Task objective: Retype, word for word, each line between the lines holding "# test: pointer returns one pin per instance of the helmet" and "# test: pointer returns one pin per instance of the grey", inclusive, and leave the rest of the data alone.

Region pointing data:

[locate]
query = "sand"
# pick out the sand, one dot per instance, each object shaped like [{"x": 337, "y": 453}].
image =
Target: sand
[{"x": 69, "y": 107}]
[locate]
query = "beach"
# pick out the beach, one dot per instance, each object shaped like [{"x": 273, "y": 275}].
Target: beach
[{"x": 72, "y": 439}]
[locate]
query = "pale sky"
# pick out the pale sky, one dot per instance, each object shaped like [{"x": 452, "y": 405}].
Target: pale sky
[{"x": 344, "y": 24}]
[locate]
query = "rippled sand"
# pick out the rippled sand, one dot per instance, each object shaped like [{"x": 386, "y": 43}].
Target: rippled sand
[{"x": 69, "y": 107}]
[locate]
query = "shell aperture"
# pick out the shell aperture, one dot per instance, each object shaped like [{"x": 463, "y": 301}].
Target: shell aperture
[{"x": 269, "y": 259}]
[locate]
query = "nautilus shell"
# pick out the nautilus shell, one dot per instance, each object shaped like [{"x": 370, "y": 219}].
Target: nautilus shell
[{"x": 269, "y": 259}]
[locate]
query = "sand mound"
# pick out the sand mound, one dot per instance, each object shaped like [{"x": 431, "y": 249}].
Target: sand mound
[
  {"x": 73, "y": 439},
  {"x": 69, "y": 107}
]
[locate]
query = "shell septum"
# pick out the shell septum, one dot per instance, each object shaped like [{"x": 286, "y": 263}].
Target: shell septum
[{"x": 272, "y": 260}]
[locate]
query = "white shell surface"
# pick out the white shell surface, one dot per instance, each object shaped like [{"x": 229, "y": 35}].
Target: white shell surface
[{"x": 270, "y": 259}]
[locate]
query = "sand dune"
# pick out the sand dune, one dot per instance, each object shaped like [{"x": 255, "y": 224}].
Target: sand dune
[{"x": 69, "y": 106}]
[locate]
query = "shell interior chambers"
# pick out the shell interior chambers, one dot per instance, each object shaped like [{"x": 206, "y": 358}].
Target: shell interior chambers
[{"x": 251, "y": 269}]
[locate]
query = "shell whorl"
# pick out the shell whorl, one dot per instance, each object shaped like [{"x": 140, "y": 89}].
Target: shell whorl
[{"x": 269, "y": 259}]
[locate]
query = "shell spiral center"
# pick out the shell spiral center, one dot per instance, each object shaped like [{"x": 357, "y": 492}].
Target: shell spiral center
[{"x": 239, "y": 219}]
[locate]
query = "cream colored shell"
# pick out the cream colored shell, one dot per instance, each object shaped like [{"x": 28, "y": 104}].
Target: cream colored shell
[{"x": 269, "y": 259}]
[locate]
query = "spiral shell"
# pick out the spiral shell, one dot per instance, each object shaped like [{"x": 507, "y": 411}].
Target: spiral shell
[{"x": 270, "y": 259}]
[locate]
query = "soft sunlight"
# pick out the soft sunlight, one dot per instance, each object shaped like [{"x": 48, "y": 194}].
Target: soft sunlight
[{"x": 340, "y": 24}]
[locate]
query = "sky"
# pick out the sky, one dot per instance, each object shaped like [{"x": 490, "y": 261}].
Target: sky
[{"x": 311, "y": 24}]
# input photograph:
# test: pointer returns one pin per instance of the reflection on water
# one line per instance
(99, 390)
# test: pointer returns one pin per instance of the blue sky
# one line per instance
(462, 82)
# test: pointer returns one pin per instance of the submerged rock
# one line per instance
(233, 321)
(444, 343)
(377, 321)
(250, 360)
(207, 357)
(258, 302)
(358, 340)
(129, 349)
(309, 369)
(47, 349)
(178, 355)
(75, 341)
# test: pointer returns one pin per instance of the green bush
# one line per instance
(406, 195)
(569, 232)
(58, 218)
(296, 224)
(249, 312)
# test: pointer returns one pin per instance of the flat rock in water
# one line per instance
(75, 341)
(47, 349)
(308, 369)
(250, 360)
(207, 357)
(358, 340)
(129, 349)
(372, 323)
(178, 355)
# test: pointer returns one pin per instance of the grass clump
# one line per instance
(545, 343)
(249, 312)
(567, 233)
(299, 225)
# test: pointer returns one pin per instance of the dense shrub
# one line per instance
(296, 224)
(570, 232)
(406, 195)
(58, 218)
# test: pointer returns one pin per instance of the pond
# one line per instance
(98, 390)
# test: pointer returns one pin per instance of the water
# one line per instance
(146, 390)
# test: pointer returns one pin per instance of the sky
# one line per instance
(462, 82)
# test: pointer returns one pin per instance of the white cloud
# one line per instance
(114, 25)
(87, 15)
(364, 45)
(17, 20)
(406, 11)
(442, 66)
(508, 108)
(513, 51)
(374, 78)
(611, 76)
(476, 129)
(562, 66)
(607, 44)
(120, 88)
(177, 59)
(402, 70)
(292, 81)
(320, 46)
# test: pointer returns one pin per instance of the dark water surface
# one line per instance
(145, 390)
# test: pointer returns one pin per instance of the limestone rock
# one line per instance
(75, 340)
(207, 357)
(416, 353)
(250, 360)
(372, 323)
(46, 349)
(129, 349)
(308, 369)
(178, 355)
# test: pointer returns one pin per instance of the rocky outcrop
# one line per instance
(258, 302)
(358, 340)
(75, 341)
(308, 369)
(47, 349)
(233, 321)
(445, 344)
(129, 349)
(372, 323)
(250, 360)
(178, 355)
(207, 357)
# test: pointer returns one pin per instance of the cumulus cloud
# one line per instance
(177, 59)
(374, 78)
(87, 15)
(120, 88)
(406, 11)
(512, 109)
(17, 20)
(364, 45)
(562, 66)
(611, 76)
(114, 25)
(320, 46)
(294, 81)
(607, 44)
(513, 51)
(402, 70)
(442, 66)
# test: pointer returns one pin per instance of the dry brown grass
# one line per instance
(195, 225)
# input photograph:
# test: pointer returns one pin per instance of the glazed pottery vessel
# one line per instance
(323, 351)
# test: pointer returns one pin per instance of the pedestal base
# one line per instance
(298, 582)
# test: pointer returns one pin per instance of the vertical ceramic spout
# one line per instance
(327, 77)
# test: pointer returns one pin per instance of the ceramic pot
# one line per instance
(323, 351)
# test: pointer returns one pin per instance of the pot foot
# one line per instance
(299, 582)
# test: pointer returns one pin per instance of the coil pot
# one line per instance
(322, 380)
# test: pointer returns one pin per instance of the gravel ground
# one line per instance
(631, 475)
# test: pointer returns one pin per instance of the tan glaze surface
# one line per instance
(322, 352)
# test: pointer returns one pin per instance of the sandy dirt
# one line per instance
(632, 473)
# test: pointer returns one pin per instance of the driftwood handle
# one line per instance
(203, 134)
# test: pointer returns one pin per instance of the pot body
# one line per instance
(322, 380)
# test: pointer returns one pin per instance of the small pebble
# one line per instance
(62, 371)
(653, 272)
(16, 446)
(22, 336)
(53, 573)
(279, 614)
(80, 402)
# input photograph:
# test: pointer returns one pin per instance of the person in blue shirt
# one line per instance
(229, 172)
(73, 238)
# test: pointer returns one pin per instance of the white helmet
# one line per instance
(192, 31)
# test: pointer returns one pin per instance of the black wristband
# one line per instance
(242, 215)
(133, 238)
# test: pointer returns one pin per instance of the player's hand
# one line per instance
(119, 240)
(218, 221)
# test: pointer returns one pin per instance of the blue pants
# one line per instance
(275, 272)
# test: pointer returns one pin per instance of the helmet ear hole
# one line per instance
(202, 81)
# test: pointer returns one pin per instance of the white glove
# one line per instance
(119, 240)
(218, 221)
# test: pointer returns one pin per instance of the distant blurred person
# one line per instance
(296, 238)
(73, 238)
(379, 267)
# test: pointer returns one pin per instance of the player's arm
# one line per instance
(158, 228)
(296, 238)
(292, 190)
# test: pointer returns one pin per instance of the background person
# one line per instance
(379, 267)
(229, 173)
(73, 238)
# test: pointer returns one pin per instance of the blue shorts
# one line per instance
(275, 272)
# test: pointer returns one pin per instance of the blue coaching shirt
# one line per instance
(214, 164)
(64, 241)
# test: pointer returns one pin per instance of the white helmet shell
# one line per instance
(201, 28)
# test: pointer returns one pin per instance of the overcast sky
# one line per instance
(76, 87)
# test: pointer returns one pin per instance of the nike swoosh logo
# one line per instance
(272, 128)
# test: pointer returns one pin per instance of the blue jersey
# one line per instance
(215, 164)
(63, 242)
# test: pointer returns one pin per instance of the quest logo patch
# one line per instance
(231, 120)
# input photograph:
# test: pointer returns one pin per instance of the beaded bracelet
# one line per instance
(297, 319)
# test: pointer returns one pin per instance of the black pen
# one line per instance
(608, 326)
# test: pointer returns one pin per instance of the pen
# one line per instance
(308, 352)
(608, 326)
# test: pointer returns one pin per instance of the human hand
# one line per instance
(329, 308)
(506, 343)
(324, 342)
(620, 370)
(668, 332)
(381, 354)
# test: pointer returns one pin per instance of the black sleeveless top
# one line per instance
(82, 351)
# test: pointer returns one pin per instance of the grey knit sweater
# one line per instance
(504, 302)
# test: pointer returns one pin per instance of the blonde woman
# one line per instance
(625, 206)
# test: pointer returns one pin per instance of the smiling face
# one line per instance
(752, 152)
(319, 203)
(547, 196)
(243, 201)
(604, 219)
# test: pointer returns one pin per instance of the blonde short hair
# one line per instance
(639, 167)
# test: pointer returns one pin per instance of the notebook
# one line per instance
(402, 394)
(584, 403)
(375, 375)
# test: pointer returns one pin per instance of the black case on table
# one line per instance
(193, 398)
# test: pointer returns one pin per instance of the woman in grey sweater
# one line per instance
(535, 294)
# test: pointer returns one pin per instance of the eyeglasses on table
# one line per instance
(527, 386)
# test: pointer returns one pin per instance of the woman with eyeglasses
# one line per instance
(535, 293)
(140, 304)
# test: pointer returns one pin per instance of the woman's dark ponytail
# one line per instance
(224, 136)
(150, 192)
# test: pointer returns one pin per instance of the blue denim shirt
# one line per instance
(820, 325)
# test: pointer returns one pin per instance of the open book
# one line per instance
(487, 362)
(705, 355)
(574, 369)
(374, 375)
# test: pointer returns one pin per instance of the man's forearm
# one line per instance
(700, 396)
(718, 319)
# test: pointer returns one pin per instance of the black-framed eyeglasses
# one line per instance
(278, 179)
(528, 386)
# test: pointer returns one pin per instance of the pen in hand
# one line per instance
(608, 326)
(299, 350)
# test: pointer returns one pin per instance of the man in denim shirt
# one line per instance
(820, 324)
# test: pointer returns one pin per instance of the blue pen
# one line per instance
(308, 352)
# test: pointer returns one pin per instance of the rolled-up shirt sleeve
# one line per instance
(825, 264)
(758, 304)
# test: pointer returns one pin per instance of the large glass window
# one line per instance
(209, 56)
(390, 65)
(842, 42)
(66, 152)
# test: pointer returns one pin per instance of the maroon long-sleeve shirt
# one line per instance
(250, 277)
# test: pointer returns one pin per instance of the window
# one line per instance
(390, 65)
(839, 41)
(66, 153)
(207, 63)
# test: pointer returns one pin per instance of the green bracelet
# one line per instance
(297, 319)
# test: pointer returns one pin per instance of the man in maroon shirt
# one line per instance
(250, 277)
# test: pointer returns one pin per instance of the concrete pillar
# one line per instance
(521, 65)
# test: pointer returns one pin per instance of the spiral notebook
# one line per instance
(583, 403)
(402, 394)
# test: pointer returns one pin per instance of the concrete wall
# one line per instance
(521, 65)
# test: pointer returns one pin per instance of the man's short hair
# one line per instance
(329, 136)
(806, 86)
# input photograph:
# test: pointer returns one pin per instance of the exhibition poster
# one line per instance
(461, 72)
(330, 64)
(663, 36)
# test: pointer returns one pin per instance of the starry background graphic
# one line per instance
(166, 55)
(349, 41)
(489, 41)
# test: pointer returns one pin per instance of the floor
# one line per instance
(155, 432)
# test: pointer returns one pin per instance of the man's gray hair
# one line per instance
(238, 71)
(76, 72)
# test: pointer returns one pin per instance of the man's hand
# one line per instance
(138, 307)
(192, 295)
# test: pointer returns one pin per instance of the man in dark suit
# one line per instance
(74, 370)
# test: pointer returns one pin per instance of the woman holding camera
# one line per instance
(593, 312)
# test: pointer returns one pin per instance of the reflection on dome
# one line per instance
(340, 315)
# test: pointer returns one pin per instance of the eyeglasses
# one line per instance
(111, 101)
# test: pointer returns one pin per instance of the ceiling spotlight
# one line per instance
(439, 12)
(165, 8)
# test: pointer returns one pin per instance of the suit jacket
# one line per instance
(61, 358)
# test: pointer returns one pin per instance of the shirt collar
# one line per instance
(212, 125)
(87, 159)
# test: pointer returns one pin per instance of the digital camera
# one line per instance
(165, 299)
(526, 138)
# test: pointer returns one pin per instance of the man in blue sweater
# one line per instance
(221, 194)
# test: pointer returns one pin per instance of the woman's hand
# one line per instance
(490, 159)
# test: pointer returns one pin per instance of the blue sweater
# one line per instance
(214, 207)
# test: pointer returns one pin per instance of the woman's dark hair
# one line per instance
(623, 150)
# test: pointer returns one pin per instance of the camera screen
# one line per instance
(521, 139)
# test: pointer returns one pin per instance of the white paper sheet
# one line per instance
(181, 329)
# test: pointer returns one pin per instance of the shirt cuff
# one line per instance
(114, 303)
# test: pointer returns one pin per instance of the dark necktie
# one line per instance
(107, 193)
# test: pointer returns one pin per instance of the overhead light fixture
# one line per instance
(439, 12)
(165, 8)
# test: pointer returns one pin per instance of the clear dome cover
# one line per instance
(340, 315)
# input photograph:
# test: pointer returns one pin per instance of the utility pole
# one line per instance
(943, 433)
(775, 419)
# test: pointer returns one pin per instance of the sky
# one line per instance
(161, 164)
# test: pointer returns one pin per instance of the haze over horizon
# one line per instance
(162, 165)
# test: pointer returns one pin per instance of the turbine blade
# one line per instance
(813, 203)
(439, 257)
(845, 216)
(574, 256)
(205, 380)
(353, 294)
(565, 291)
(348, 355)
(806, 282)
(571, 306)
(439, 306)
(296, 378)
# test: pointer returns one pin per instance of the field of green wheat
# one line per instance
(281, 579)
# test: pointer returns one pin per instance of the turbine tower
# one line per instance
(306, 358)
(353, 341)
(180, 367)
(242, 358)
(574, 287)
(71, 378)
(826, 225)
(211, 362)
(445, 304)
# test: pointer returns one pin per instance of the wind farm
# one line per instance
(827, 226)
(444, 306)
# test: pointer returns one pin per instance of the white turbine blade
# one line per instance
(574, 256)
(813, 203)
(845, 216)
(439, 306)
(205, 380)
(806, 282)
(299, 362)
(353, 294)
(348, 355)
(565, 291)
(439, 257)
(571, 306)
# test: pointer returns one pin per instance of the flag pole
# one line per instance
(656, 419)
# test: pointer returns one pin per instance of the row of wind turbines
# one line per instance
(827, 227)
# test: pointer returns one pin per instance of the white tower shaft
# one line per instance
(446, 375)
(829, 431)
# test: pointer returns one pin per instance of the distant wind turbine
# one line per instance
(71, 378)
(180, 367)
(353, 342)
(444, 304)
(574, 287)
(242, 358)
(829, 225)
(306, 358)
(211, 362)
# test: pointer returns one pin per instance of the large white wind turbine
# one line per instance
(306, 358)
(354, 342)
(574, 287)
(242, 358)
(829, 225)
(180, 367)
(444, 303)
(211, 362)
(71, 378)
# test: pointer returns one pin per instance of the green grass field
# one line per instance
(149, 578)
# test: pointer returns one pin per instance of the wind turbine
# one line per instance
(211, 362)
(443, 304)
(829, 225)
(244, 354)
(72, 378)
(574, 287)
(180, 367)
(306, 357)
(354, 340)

Solution for this task:
# test: pointer returns one pin per instance of the helmet ear hole
# one line per instance
(202, 81)
# test: pointer returns one pin per instance of the white glove
# one line per instance
(119, 240)
(218, 221)
# test: pointer returns one pin per instance of the distant blurred person
# one line per instance
(296, 238)
(73, 238)
(379, 267)
# test: pointer returns one pin per instance of the player's arm
# one line per instance
(158, 228)
(296, 238)
(292, 190)
# test: pointer returns one pin per instance of the background person
# one line per instance
(379, 267)
(229, 173)
(73, 238)
# test: pointer returns one pin per instance of the blue shorts
# one line per instance
(275, 272)
# test: pointer returns one pin per instance of the blue coaching shirt
# one line per instance
(214, 164)
(64, 241)
# test: pointer returns one pin per instance of the white helmet shell
# one line per instance
(201, 28)
# test: pointer returns one pin per instance of the overcast sky
# one line per instance
(76, 87)
# test: pointer returns one pin per instance of the nike swoosh logo
# one line per instance
(272, 128)
# test: pointer returns one pin per instance of the blue jersey
# one line per instance
(215, 164)
(63, 242)
# test: pointer returns one pin per instance of the quest logo patch
# one line per instance
(231, 120)
# input photograph:
# test: pointer returns one pin per instance of the beaded bracelet
# one line per instance
(297, 319)
# test: pointer returns one pin per instance of the black pen
# one line per instance
(608, 326)
# test: pointer returns one pin per instance of the pen
# one line per instance
(308, 352)
(608, 326)
# test: pointer returns one pin per instance of the human hand
# one line per instance
(329, 308)
(506, 343)
(324, 342)
(620, 370)
(668, 332)
(381, 354)
# test: pointer returns one pin per instance of the black sleeveless top
# one line per instance
(82, 351)
# test: pointer returns one pin per instance of the grey knit sweater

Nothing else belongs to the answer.